# Mr SEntra's Ride



## Mr SEntra (Oct 7, 2002)

Some of you have seen some of these or know me more over at b15sentra.net, but I felt I wanted to rerelease my car out there here for you all to check out.


----------



## Harris (Nov 11, 2002)

This is the first ever B15 I have seen that I like! I love the front and sides! Thats a really clean ride you got! Could you provide details as to what those bolt-ons are in the engine bay?


----------



## zmegone (Jun 1, 2003)

hey man that car is done right and hella clean :thumbup:


----------



## rinrin (Mar 21, 2003)

Man that is One cool ride!


----------



## Mr SEntra (Oct 7, 2002)

Here's the list of mods for the entire car: 

*Engine:* Place Racing Cold Air Intake w/Monsterflow Filter, Hotshot Header, Stromung Cat Back with Bullet Resonator, Unorthodox Racing Crank and Water Pump Pullies, Tightened Throttle Cable, Advanced Timing to 19 degrees, Filled Motor Mounts, Sun Auto Hyper Ground Wires, Energy Suspension Shifter Bushings, B&M Short Shifter, Mobil 1 Synthetic Oil, NISMO Radiator Cap, Optima Red Top Battery

*Suspension:* JIC FLT-A2 Coilovers(7kg/6kg)

*Rollers:* 5 Zigen Fighters, Yokohama Parada Spec 2's

*Cosmetics: * Custom Grill Mod, Stillen Front Lip Spoiler(2pc), Red Accents on valve cover, Joshua Tree Carbon Fiber Dash Kit, Debadged "Sentra and 2.0" Emblems, OEM Altima Gas Cap Holder, Ichibahn Carbon Fiber Pedals, NISMO Carbon Fiber Shift Knob, NISMO Floor Mats, PIAA Xtreme White Plus Headlights and PIAA Xtreme White Fog Lights

*ICE:* Clarion DXZ935 Head Unit


----------



## Mr SEntra (Oct 7, 2002)

The only reason I'm using a Monsterflow Intake filter is because when I ordered another filter through Place Racing, I didn't specify a K&N filter. Oh well, the entire intake will be gone here in a few weeks.


----------



## ImportCarTuner (Jun 9, 2002)

Very nice B15 bro... keep it clean.


----------



## Mr SEntra (Oct 7, 2002)

Thanks man, I'm trying definitely to keep it clean forever.


----------



## NismoSERTurbo (Mar 19, 2003)

it looks sort of like a 2000 Maxima. :thumbup:


----------



## Mr SEntra (Oct 7, 2002)

-- DIRECTION 1 --
Rewrite the listing lines between the line holding "Drop one dot on each instance of the tail" and the line holding "[1056, 420]", inclusive, replacing "pilot helmet" with "flight helmet" and leaving everything else unchanged.

[Recorded data]
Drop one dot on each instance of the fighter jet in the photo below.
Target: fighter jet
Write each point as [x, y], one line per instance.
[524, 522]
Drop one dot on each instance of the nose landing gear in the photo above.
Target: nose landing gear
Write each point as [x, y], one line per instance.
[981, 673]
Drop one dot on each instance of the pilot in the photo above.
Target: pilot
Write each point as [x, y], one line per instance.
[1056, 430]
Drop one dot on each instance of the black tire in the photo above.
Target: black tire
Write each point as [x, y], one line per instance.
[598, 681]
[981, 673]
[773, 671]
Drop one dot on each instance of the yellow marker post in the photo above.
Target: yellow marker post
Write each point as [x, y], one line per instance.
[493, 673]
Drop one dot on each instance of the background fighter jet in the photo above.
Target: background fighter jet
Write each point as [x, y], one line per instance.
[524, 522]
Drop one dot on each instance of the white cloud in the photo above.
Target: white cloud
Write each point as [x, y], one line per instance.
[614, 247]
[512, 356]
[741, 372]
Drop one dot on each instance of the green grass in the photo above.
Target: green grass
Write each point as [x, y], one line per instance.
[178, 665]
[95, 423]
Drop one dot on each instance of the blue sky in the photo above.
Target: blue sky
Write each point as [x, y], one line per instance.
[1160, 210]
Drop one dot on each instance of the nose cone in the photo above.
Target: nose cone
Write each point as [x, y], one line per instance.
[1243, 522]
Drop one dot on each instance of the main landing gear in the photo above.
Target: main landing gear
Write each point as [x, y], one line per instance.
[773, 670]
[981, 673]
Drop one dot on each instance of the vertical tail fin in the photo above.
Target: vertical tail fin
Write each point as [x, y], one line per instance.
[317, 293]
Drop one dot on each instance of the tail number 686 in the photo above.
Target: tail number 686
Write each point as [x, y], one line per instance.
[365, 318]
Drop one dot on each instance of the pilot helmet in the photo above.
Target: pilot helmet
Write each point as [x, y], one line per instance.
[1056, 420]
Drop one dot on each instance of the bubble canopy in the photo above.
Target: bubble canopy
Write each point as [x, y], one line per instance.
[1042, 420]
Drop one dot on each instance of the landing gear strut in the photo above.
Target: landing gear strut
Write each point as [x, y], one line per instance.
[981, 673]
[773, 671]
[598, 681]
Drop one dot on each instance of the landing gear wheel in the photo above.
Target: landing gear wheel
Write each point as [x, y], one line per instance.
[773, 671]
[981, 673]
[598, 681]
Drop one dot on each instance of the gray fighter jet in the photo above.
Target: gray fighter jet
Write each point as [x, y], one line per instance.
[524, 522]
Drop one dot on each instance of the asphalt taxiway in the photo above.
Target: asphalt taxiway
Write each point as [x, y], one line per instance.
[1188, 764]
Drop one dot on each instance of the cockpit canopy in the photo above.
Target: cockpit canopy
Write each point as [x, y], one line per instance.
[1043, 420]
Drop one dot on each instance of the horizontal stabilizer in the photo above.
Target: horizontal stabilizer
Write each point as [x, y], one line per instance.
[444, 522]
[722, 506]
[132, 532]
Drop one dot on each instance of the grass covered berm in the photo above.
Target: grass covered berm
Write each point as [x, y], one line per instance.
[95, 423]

-- DIRECTION 2 --
List the distinct usernames of everyone who posts in the car forum thread.

-- FULL RESPONSE 1 --
Drop one dot on each instance of the tail number 686 in the photo above.
Target: tail number 686
Write each point as [x, y], one line per instance.
[365, 318]
Drop one dot on each instance of the flight helmet in the photo above.
Target: flight helmet
Write each point as [x, y], one line per instance.
[1056, 420]

-- FULL RESPONSE 2 --
Mr SEntra
Harris
zmegone
rinrin
ImportCarTuner
NismoSERTurbo